--- Text block ---
____________

The Ossetians in Georgia are a group of ethnic Ossetians, settled mainly the central Georgia, the region of Shida Kartli and the district of Borjomi.

==History==
Ossetian migration to the Georgian regions began in the 13th and 14th centuries and is believed to be connected to the fall of Kingdom of Alania in the North Caucasus to the Mongols and later to Timur's armies. They retreated into the mountains of the central Caucasus and gradually started moving south, across the Caucasus Mountains into the Kingdom of Georgia. (Note: Coene, page 151) In the 17th century, under pressure from the Kabardian princes, Ossetians started a second wave of migration from the North Caucasus to the Kingdom of Kartli.

From the 15 to the 18 centuries, Ossetians living in the South Caucasus actively participated in the wars for independence of the Kingdom of Kartli against the Ottoman and Persian conquerors. In 1770, ossetians took part in the Battle of Aspindza on the side of Erekle II. One of the leaders of the Georgian army was an ethnic Ossetian, Bolatiko Khetagurov.

In the second half of the 17th century, the Duchy of Ksani already had a mixed Ossetian-Georgian population.

Following the breakdown of the Tsarist regime in Russia, Ossetians, fighting a war against the newly independent Menshevik Georgia. Initially Georgia was successful, but in 1921, the Soviet invaded (supported by the Ossetians) and conquered the country (including South Ossetia).. In 1922 South Ossetian Autonomous Oblast was established within the Georgian Soviet Socialist Republic (SOAO) by the Soviet administration under pressure from Kavburo (the Caucasian Bureau of the Central Committee of the Russian Communist Party). It is believed that the SAOA was established by central Soviet government in exchange for Ossetian loyalty and support of Russian Bolsheviks in their fight against Georgian Mensheviks. This area had never been a separate entity prior to the Russian invasion. (Note: De Waal et al, Beyond Frozen Conflict, chapter 6. South Ossetia Today) The drawing of administrative boundaries of the South Ossetian AO was quite a complicated process. Many Georgian villages were included within the South Ossetian AO despite numerous protests by the Georgian population. While the city of Tskhinvali did not have a majority Ossetian population, it was made the capital of the South Ossetian AO. In 1922, the recently created South Ossetian Autonomous Oblast claimed the villages, mainly settled by Ossetians in Trialeti as its exclave - to no avail, however.

____________

--- Data for review ---
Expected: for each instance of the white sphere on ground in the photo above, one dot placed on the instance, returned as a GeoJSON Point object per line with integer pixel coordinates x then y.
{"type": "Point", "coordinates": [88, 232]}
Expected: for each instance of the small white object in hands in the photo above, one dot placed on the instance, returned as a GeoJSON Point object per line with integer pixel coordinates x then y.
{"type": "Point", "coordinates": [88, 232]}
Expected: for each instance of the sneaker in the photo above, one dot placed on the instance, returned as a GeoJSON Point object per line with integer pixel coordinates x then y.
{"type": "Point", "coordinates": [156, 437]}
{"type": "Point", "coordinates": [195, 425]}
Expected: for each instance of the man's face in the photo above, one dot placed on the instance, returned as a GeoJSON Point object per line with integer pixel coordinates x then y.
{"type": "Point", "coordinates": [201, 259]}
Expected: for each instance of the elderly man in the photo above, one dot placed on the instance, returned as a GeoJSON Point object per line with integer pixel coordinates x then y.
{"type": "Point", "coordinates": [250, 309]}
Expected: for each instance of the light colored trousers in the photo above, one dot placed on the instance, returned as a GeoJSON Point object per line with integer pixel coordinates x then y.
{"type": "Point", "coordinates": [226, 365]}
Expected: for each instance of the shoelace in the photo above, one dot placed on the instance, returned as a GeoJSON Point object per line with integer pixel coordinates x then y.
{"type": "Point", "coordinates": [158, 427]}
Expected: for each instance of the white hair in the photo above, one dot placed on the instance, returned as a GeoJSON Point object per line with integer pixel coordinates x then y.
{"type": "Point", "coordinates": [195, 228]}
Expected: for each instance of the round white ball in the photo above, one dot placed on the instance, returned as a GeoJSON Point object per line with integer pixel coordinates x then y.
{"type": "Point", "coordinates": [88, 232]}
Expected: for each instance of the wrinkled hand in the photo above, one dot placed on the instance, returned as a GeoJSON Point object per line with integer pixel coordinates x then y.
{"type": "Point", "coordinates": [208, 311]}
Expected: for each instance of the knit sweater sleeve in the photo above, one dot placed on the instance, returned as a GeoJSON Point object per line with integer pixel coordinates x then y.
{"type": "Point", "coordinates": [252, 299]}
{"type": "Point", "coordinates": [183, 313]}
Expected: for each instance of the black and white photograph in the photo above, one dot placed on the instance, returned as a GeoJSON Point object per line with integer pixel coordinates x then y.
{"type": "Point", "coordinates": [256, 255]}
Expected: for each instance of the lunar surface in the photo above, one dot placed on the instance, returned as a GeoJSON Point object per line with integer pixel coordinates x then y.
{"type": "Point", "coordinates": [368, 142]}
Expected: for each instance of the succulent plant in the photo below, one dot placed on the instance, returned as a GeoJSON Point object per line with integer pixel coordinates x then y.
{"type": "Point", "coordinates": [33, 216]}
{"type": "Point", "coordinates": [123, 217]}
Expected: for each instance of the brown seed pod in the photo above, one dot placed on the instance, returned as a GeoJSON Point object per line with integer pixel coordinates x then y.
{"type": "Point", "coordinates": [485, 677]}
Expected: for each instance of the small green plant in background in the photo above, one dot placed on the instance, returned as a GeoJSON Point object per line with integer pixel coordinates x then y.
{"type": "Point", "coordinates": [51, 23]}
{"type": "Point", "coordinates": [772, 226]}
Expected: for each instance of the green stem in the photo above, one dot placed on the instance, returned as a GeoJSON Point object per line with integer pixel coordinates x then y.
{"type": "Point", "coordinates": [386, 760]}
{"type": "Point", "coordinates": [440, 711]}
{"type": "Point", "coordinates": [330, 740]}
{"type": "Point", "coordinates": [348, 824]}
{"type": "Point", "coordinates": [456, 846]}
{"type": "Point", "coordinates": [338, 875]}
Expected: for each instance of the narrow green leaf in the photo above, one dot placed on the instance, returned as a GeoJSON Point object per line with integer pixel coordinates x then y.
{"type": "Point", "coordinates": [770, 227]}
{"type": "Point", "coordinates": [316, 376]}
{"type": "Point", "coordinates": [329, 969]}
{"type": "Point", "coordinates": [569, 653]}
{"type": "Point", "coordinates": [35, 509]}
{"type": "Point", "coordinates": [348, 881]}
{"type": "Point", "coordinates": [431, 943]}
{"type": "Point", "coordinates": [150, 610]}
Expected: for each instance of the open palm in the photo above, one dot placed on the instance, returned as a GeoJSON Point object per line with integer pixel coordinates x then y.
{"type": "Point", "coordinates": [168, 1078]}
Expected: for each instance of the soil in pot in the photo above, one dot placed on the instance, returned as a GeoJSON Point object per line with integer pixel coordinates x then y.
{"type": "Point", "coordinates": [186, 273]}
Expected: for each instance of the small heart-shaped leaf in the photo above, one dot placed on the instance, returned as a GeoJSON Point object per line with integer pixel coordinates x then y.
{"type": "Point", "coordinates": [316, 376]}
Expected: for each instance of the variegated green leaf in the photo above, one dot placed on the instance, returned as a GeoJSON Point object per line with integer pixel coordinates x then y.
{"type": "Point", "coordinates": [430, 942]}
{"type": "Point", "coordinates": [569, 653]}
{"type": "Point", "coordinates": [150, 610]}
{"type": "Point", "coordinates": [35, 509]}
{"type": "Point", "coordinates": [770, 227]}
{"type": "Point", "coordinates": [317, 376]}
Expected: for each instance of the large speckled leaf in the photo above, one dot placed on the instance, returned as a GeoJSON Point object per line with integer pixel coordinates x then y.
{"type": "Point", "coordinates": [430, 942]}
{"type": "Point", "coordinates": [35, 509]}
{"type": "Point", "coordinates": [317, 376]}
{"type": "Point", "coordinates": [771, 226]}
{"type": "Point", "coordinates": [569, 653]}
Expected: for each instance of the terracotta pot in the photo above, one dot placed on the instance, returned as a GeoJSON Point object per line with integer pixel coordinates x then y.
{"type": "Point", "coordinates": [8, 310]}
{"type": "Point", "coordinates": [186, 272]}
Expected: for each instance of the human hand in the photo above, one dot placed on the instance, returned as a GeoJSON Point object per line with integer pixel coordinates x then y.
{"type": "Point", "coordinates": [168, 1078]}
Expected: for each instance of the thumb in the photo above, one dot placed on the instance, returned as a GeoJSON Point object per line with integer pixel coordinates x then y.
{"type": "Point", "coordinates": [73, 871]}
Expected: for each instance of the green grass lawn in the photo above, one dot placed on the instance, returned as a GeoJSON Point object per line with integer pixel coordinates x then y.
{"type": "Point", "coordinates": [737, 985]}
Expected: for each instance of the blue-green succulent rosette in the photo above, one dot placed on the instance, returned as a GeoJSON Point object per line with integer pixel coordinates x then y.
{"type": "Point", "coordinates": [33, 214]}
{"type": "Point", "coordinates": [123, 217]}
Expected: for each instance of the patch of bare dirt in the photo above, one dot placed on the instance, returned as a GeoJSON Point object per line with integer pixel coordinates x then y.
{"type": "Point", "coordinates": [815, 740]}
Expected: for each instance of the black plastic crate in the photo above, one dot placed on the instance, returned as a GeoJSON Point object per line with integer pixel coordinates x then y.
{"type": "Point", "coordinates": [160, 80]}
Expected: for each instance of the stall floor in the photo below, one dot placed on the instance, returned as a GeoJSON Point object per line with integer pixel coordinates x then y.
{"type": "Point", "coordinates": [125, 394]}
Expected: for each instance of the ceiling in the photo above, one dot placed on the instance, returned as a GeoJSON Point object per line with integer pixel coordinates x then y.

____________

--- Activity A ---
Answer these questions from the text on Ossetians in Georgia:
(i) In which centuries did Ossetian migration to the Georgian regions begin?
(ii) Which ethnic Ossetian is named as one of the leaders of the Georgian army?
(iii) In what year was the South Ossetian Autonomous Oblast established?
--- Activity B ---
Set down word for word everything from "The Ossetians in" down to "Kingdom of Kartli." in the text on Ossetians in Georgia.
The records have nothing to do with this.

--- Answer section A ---
(i) The 13th and 14th centuries
(ii) Bolatiko Khetagurov
(iii) 1922

--- Answer section B ---
The Ossetians in Georgia are a group of ethnic Ossetians, settled mainly the central Georgia, the region of Shida Kartli and the district of Borjomi.

==History==
Ossetian migration to the Georgian regions began in the 13th and 14th centuries and is believed to be connected to the fall of Kingdom of Alania in the North Caucasus to the Mongols and later to Timur's armies. They retreated into the mountains of the central Caucasus and gradually started moving south, across the Caucasus Mountains into the Kingdom of Georgia. (Note: Coene, page 151) In the 17th century, under pressure from the Kabardian princes, Ossetians started a second wave of migration from the North Caucasus to the Kingdom of Kartli.